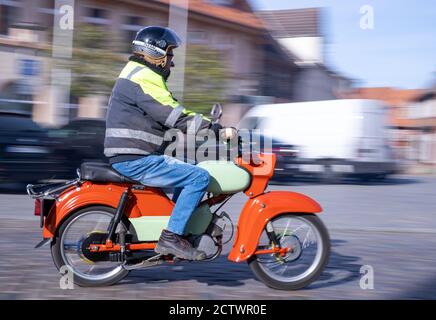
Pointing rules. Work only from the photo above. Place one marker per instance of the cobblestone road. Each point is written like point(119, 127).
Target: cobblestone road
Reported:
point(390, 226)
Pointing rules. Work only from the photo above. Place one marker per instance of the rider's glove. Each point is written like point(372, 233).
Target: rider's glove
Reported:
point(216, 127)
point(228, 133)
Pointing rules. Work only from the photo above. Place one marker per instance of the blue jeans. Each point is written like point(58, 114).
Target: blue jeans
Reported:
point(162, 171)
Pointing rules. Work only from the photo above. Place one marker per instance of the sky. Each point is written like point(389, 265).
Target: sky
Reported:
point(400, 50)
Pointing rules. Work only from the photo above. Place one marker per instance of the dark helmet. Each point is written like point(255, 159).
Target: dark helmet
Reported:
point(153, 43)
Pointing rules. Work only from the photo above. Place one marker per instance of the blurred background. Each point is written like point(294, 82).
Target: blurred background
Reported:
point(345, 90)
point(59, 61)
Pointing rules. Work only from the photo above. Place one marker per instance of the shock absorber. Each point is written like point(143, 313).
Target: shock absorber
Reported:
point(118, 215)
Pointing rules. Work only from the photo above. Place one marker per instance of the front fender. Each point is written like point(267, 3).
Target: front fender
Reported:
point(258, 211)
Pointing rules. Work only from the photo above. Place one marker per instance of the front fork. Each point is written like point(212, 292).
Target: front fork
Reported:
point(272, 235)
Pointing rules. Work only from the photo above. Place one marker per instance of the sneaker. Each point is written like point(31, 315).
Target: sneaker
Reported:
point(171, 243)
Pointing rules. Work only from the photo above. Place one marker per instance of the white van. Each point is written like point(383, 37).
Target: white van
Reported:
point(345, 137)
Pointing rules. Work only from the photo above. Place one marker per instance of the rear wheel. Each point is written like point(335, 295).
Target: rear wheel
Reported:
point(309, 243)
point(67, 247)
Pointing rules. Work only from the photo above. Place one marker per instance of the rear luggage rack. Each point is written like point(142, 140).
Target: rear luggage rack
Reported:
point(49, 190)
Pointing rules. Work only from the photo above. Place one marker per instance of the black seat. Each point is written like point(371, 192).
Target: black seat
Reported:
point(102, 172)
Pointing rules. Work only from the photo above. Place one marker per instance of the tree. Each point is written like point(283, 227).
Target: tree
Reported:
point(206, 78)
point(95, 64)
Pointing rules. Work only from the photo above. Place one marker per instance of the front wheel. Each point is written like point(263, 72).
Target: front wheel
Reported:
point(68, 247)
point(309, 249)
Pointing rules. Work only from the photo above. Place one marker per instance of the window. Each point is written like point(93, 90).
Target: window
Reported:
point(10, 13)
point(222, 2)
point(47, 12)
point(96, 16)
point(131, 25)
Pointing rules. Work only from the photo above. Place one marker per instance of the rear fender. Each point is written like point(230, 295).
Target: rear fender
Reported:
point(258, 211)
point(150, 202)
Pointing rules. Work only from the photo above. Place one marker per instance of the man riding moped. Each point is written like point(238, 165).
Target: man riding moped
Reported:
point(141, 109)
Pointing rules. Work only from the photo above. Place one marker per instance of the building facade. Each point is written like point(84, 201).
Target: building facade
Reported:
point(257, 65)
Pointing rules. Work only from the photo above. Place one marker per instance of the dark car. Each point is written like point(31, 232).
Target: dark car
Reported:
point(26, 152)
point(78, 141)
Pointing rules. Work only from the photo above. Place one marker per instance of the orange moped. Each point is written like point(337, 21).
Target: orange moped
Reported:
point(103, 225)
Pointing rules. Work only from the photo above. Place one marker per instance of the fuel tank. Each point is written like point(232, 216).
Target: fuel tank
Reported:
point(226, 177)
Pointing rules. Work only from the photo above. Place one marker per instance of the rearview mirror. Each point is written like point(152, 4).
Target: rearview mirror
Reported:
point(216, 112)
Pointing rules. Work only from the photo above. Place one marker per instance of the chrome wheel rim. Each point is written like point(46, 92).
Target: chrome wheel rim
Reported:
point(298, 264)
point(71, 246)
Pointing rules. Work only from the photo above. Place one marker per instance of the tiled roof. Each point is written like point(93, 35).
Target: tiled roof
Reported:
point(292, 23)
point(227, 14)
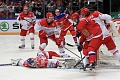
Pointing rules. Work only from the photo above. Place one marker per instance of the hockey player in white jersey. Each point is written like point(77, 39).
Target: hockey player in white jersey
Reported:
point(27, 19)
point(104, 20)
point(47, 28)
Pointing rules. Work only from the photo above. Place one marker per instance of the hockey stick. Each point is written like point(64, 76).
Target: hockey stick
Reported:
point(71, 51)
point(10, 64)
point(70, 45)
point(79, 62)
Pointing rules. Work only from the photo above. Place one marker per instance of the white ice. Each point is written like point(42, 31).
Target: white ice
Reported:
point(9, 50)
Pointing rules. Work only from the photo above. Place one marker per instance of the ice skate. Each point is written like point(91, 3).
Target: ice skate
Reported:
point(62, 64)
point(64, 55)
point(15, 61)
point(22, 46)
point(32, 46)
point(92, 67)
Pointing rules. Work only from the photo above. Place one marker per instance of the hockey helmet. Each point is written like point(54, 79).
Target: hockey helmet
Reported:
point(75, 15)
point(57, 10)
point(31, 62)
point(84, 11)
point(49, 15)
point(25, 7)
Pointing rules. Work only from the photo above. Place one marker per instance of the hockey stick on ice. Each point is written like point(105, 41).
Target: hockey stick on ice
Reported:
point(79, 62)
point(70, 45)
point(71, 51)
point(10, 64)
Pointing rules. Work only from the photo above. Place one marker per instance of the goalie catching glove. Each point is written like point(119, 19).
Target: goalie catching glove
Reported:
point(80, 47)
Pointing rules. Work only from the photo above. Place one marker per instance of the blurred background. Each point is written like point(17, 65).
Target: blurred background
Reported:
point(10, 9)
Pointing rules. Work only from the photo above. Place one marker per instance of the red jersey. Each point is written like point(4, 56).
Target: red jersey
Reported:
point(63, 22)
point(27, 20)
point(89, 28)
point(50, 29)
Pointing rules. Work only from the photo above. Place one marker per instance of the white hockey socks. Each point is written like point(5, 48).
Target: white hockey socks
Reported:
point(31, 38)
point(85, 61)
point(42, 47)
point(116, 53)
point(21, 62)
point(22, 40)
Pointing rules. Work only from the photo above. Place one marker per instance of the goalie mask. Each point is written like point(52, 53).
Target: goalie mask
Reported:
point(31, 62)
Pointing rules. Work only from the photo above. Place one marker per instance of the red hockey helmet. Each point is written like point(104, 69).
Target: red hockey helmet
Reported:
=-=-=-=-=
__Work task__: From the records above, copy each line that contains the word "glove".

__Final answer__:
Pointing rules. Work only from the photo above. Place one marker per instance of the rider's glove. Each point is written like point(372, 233).
Target: rider's glove
Pointing rules. Work only from the photo above. Place one marker per instance of the goalie catching glove. Each point is written like point(119, 19).
Target: goalie catching glove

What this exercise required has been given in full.